◆ **Document segment**
[Start of Attachment]
Two Words With a Ring Of Possibility

Democratic presidential nominee Sen. Barack Obama (D-Ill.) speaks before thousands of supporters in St. Paul, Minn., on Tuesday, as he earned enough delegates to claim his party's nomination. Obama praised his democratic challengers, especially Sen. Hillary Rodham Clinton (D-N.Y.). Video by AP
By DeNeen L. Brown
Washington Post Staff Writer
Wednesday, June 4, 2008

Black president.

Two words profound and yet contradictory. Once thought of as an oxymoron, impossible to be placed together in the same sentence, context, country -- unless followed by a question mark.

Black president? This century?

Black president -- words perhaps as foreign as "green president." And yet now, a black president seems a distinct possibility with Sen. Barack Obama heading into the general election as the Democratic presidential nominee.

Black president. The two words evoke excitement, dread, great expectations, intense fear, incomprehension, power, the breadth of possibility.

For some, those two words -- black president -- symbolize the smashing of a glass ceiling, whose splintered shards had fallen on others who had thrown rocks at it in vain.

Black president, words that carry with them the hope of the Invisible Man, the Manchild in the Promised Land, the balm on the anxiety of a Native Son.

Said with whispers. And gasps. Exhaled as if the accumulation of all the troubles of a people would be over, though those who know better know also that that won't happen.

"Black president. Is there still racism in this society? Of course there is. But it is not nearly the level of racism that would make the idea of the words 'black president' sound ridiculous," says Roger Wilkins, professor emeritus at George Mason University. "Black president. . . . It is not as if one morning I woke up and turned on the radio and I heard someone say 'black president,' I would drop my teeth. This has been gradual. When I hear it, I think as someone who has taught history for the last 25 years; I think our country has come a long way."

Wilkins adds: "There is a very deep joy and pride when I listen to the words 'black' and 'president' applied to a walking, breathing person who carries African genes in his body and soul."

And yet, for others, there is symbolism of a different kind. A symbolism of fear. Geraldine Ferraro, the first female vice presidential candidate, has said Obama is a candidate for president only because he's black. And she's raised the specter, in her recent writings, of a "reverse racism" that some whites fear under a black president.

"They're upset because they don't expect to be treated fairly because they're white," Ferraro wrote Sunday in the Boston Globe, adding, "They don't believe he understands them and their problems."
[End of Attachment]
◆ **Work to be completed**
Transcribe the stretch of the article on the words "black president" from "Black president? This" through "a Native Son.". The data that comes next has no connection to the text.

[Collected data entries]
[Start of Attachment]
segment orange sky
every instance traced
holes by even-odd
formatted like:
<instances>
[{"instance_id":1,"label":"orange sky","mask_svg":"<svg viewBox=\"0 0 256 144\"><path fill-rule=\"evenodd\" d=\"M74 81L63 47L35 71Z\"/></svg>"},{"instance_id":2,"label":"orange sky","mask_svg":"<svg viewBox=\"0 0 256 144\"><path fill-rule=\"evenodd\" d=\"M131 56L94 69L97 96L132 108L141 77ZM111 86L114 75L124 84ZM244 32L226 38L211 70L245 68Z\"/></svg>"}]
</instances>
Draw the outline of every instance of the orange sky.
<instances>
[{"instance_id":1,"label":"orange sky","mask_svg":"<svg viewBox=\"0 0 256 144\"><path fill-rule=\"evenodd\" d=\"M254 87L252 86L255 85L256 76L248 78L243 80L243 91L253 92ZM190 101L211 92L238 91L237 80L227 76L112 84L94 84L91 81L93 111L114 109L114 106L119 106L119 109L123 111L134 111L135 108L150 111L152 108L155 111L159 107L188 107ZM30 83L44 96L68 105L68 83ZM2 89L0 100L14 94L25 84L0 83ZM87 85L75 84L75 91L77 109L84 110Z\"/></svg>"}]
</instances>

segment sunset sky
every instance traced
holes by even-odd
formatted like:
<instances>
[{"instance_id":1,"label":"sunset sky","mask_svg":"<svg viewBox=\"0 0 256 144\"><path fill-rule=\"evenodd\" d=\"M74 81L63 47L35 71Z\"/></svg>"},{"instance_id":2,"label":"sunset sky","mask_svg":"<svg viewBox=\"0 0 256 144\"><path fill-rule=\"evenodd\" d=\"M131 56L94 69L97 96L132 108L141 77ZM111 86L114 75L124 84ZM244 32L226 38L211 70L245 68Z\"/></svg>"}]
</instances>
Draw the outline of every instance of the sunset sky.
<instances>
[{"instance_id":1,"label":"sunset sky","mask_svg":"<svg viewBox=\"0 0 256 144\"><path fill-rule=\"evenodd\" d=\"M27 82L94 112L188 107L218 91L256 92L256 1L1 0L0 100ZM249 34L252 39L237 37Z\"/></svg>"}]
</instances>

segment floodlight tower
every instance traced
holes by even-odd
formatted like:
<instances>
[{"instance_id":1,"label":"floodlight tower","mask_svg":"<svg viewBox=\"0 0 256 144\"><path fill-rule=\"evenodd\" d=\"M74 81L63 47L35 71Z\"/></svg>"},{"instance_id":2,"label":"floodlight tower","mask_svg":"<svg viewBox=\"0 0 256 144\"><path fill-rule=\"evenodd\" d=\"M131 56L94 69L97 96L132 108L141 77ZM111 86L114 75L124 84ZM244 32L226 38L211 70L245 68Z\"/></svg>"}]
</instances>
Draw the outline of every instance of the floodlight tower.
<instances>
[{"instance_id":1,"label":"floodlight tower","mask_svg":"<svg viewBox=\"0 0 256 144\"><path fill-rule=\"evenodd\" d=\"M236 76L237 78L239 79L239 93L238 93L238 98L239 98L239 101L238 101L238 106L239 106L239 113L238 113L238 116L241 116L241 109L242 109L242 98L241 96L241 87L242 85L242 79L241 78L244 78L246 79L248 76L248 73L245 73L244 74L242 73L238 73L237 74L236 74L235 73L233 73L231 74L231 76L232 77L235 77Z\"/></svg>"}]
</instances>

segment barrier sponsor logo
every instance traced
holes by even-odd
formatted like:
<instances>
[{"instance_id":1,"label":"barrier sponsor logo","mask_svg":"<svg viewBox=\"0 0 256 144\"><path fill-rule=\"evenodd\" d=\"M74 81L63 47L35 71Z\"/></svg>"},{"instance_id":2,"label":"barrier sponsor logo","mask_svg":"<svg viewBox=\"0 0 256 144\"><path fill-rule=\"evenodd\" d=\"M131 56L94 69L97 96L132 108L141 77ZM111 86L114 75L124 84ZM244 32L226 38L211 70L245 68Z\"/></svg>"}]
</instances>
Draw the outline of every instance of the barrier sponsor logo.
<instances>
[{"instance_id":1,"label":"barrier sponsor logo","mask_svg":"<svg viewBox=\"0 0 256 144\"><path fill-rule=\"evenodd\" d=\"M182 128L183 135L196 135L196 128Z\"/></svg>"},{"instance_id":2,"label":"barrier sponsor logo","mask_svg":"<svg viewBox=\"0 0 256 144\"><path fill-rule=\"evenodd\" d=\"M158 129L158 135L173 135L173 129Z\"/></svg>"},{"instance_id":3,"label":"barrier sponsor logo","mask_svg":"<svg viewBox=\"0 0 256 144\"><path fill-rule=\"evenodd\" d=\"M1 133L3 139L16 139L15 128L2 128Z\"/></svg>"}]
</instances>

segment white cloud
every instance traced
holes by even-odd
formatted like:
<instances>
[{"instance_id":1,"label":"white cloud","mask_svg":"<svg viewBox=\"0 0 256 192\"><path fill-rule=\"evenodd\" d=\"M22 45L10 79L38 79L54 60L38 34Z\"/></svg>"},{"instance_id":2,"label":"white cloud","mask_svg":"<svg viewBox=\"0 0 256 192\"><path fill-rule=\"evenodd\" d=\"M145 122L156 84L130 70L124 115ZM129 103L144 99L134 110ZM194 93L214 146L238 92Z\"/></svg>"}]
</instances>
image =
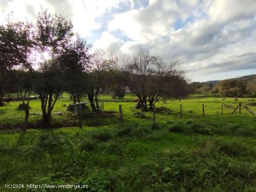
[End of Attachment]
◆ **Output of the exercise**
Black president? This century?

Black president -- words perhaps as foreign as "green president." And yet now, a black president seems a distinct possibility with Sen. Barack Obama heading into the general election as the Democratic presidential nominee.

Black president. The two words evoke excitement, dread, great expectations, intense fear, incomprehension, power, the breadth of possibility.

For some, those two words -- black president -- symbolize the smashing of a glass ceiling, whose splintered shards had fallen on others who had thrown rocks at it in vain.

Black president, words that carry with them the hope of the Invisible Man, the Manchild in the Promised Land, the balm on the anxiety of a Native Son.